Exercise instructions
Format every line of the material below as a JSON list of strings, one string per line, and skip blank lines. Leave the pictures out of your answer.

[Start Task material]

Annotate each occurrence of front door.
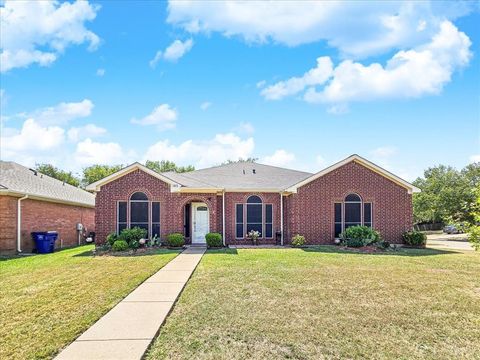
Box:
[192,203,210,244]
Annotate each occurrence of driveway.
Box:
[427,233,473,251]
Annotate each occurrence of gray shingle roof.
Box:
[0,161,95,207]
[162,162,312,191]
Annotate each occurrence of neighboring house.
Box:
[87,155,419,244]
[0,161,95,253]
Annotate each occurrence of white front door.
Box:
[192,203,210,244]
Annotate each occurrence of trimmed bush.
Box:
[112,240,128,251]
[118,226,147,247]
[205,233,223,247]
[402,231,427,247]
[292,234,305,246]
[107,233,118,246]
[340,225,381,247]
[167,233,185,247]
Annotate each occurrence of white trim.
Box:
[285,154,420,194]
[85,162,181,191]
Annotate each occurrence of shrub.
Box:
[112,240,128,251]
[205,233,223,247]
[292,234,305,246]
[468,225,480,251]
[118,226,147,247]
[402,230,427,247]
[167,233,185,247]
[340,225,381,247]
[107,233,118,246]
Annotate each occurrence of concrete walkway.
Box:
[56,248,205,360]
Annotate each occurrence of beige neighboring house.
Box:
[0,161,95,253]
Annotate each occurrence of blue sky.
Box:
[0,1,480,180]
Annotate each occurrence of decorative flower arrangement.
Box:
[247,230,261,245]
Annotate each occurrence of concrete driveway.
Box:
[427,233,473,251]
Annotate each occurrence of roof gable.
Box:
[286,154,420,194]
[0,161,95,207]
[86,162,180,191]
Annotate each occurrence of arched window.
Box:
[130,192,148,232]
[117,191,160,238]
[247,195,263,237]
[334,194,372,237]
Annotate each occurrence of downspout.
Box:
[222,190,225,246]
[17,195,28,253]
[280,192,283,246]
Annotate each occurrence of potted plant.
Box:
[247,230,260,245]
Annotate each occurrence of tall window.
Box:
[334,194,373,237]
[235,204,244,239]
[235,195,273,239]
[247,195,263,237]
[117,192,160,237]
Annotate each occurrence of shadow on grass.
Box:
[72,249,180,257]
[301,245,462,256]
[207,248,238,255]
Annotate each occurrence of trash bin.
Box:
[32,231,58,254]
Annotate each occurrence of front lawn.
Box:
[0,246,177,359]
[148,247,480,359]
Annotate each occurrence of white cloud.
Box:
[261,56,333,100]
[150,39,193,68]
[261,149,295,167]
[234,121,255,134]
[261,21,472,106]
[167,0,475,58]
[200,101,212,111]
[131,104,178,131]
[144,133,255,168]
[74,139,128,165]
[0,1,100,72]
[1,119,65,158]
[15,99,94,125]
[470,154,480,163]
[67,124,107,142]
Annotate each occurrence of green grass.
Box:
[147,247,480,359]
[0,246,177,359]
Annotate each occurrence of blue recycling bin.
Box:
[32,231,58,254]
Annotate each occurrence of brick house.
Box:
[0,161,95,253]
[87,155,419,245]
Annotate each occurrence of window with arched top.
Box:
[117,191,160,237]
[334,193,372,237]
[235,195,273,239]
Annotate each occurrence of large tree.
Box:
[145,160,195,173]
[413,163,480,223]
[82,165,123,186]
[35,164,80,186]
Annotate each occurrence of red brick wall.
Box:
[96,170,222,243]
[0,196,95,253]
[225,192,280,244]
[0,196,17,253]
[285,161,413,244]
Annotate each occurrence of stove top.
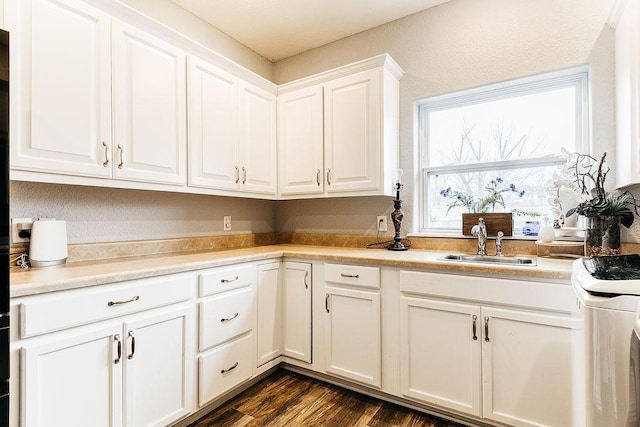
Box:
[571,254,640,296]
[582,254,640,280]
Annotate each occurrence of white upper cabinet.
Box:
[188,56,239,190]
[188,57,276,195]
[5,0,186,185]
[112,19,186,185]
[278,85,324,196]
[5,0,111,177]
[240,82,277,196]
[611,0,640,187]
[324,70,380,194]
[278,54,402,199]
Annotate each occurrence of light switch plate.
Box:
[376,215,389,231]
[11,218,33,243]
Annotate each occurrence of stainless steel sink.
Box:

[End Task material]

Answer to the problem
[
  "Annotate each occurrence of front door.",
  "Box:",
  "[192,203,210,244]",
  "Annotate each occurrence of driveway.",
  "Box:",
  "[427,233,473,251]",
  "Annotate each occurrence of gray shingle roof.",
  "Box:",
  "[0,161,95,207]",
  "[162,162,312,191]",
  "Annotate each occurrence of neighboring house.",
  "Box:",
  "[87,155,419,244]",
  "[0,161,95,253]",
  "Annotate each occurrence of white front door.",
  "Box:",
  "[192,203,210,244]",
  "Annotate each occurrence of trimmed bush.",
  "Box:",
  "[112,240,128,251]",
  "[118,226,147,247]",
  "[205,233,223,247]",
  "[402,231,427,247]",
  "[292,234,305,246]",
  "[107,233,118,246]",
  "[340,225,381,247]",
  "[167,233,185,247]",
  "Annotate each occurrence of white trim.",
  "Box:",
  "[285,154,420,194]",
  "[85,162,181,191]",
  "Annotate each occurrence of shrub.",
  "Box:",
  "[112,240,128,251]",
  "[205,233,223,247]",
  "[292,234,305,246]",
  "[468,225,480,251]",
  "[118,226,147,247]",
  "[402,230,427,247]",
  "[167,233,185,247]",
  "[340,225,381,247]",
  "[107,233,118,246]",
  "Annotate each occurrence of concrete walkway.",
  "Box:",
  "[56,248,205,360]",
  "Annotate each occurrence of beige neighboring house.",
  "Box:",
  "[0,161,95,253]",
  "Annotate each occurrence of blue sky.",
  "Box:",
  "[0,1,480,180]",
  "Annotate each occurrence of decorative flower arrangement.",
  "Box:",
  "[247,230,261,245]",
  "Annotate each occurrence of concrete driveway.",
  "Box:",
  "[427,233,473,251]",
  "Annotate each occurrence of roof gable.",
  "Box:",
  "[286,154,420,194]",
  "[0,161,95,207]",
  "[86,162,180,191]",
  "Annotate each occurrence of arched window.",
  "Box:",
  "[130,192,148,232]",
  "[117,191,160,238]",
  "[247,195,263,237]",
  "[334,194,372,237]",
  "Annotate each occurrence of downspout.",
  "Box:",
  "[222,190,225,246]",
  "[17,195,28,253]",
  "[280,192,283,246]",
  "Annotate each occurrence of potted plant.",
  "Box:",
  "[247,230,260,245]",
  "Annotate each occurrence of tall window.",
  "Box:",
  "[334,194,373,237]",
  "[235,204,244,239]",
  "[235,195,273,239]",
  "[247,195,263,237]",
  "[117,192,160,237]",
  "Annotate each occurrence of shadow on grass.",
  "Box:",
  "[72,249,180,257]",
  "[301,245,462,256]",
  "[207,248,238,255]",
  "Annotate each occurrence of trash bin.",
  "Box:",
  "[32,231,58,254]",
  "Annotate each occurrence of front lawn.",
  "Box:",
  "[0,246,177,359]",
  "[148,247,480,359]",
  "Annotate each occurrence of white cloud.",
  "Box:",
  "[261,56,333,100]",
  "[150,39,193,68]",
  "[261,149,295,167]",
  "[234,121,255,134]",
  "[261,21,472,106]",
  "[167,0,475,58]",
  "[200,101,212,111]",
  "[131,104,178,131]",
  "[144,133,255,168]",
  "[74,139,128,165]",
  "[0,1,100,72]",
  "[1,119,65,158]",
  "[15,99,94,125]",
  "[470,154,480,163]",
  "[67,124,107,142]",
  "Annotate each occurrence of green grass.",
  "Box:",
  "[147,247,480,359]",
  "[0,246,177,359]",
  "Annotate each occurrence of blue recycling bin.",
  "Box:",
  "[32,231,58,254]",
  "Annotate each occurrence of brick house.",
  "Box:",
  "[0,161,95,253]",
  "[87,155,419,245]",
  "Annotate each occurrence of window with arched top.",
  "Box:",
  "[117,191,160,237]",
  "[334,193,372,237]",
  "[235,195,273,239]",
  "Annotate each occurrence of large tree.",
  "Box:",
  "[145,160,195,173]",
  "[413,163,480,223]",
  "[82,165,123,186]",
  "[35,164,80,186]",
  "Annotate each occurrence of red brick wall.",
  "Box:",
  "[96,170,222,243]",
  "[0,196,95,253]",
  "[225,192,280,244]",
  "[0,196,17,253]",
  "[285,161,413,244]",
  "Annotate each occurrence of stove top.",
  "Box:",
  "[571,254,640,296]",
  "[582,254,640,280]",
  "Annotate each occurrence of white upper cabinet.",
  "Box:",
  "[188,56,239,190]",
  "[188,57,276,195]",
  "[5,0,186,185]",
  "[112,19,186,185]",
  "[278,85,324,196]",
  "[5,0,111,177]",
  "[240,82,277,196]",
  "[611,0,640,187]",
  "[324,70,380,194]",
  "[278,54,402,199]",
  "Annotate each occurrence of light switch plate.",
  "Box:",
  "[376,215,389,231]",
  "[11,218,33,243]",
  "Annotate each occurrence of stainless steel sink.",
  "Box:"
]